**The request**
Copy each record exactly as it reads, leaving out any pictures it holds.

━━ Data provided

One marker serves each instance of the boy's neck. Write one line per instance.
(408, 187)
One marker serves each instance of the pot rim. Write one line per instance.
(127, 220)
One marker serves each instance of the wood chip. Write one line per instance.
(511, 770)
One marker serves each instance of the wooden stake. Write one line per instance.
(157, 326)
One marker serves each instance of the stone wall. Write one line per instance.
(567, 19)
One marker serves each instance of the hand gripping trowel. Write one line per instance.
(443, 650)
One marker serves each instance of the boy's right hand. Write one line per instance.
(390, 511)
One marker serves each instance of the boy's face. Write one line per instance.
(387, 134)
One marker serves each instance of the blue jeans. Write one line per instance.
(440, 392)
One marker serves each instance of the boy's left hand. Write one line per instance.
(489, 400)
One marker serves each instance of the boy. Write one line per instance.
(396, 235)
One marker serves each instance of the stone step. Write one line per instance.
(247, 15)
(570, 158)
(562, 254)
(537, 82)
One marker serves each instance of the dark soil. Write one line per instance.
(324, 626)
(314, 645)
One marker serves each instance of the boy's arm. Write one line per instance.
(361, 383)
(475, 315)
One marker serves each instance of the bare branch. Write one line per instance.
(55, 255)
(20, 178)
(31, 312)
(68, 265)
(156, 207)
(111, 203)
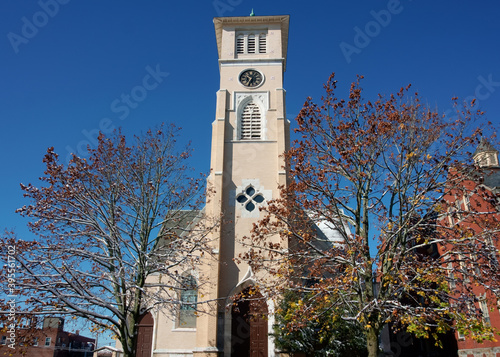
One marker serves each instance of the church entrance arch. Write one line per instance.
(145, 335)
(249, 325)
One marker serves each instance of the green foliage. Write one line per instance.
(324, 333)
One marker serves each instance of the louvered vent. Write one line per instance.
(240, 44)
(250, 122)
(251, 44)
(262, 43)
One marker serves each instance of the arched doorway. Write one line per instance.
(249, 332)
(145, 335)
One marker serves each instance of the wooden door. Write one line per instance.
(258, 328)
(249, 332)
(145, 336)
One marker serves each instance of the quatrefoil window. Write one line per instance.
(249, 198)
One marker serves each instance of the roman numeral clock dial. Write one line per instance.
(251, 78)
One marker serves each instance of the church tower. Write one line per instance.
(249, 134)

━━━━

**Solution to the exercise**
One marker serves each instance of the boy's neck. Write one line per instance.
(408, 187)
One marker serves each instance of the pot rim. Write one line per instance.
(127, 220)
One marker serves each instance of the wood chip. Write one line per instance.
(511, 770)
One marker serves each instance of the wooden stake. Write one line per instance.
(157, 326)
One marker serves each instance of the stone wall. Write one line per instance.
(567, 19)
One marker serves each instance of the hand gripping trowel. Write one line per instance.
(443, 650)
One marker serves each instance of the boy's right hand. Write one line per instance.
(390, 511)
One marker serves each instance of the boy's face. Write one line per instance.
(387, 134)
One marker serves each instance of the blue jeans. Write one line per instance.
(440, 392)
One marker serves each instance of the boy's left hand. Write one line per instance.
(489, 400)
One marker serves each instance of the boy. Write one line per instance.
(396, 235)
One marker serves each instance of the stone step. Write one line per instance.
(247, 15)
(570, 158)
(562, 254)
(537, 82)
One marker serves each instance of the dark soil. Write one line per instance.
(324, 626)
(314, 645)
One marker serves each instance of the boy's arm. Write one line per instance.
(361, 383)
(475, 315)
One marker serves each instance of the bare branch. Write one line per instance.
(55, 255)
(20, 178)
(31, 312)
(68, 265)
(156, 207)
(111, 203)
One marker serves each instance of the church entrance arch. Write one line per instance.
(145, 335)
(249, 325)
One marker serves each instance of the green foliage. Write one line per instance.
(324, 333)
One marker serves each instance of the louvered vent. Write one line per instance.
(240, 44)
(250, 122)
(251, 44)
(262, 43)
One marker serves each instance of the arched doorway. Write one line per instance.
(249, 332)
(145, 335)
One marker serves each instance of the wooden door. Write one line per instance.
(258, 328)
(249, 332)
(145, 336)
One marker serves each instance of the quatrefoil window. Write one line per instance.
(249, 198)
One marker serves each instance of the roman numeral clock dial. Write one line per instance.
(251, 78)
One marker serves each instance of the church tower. Write one line per instance.
(249, 134)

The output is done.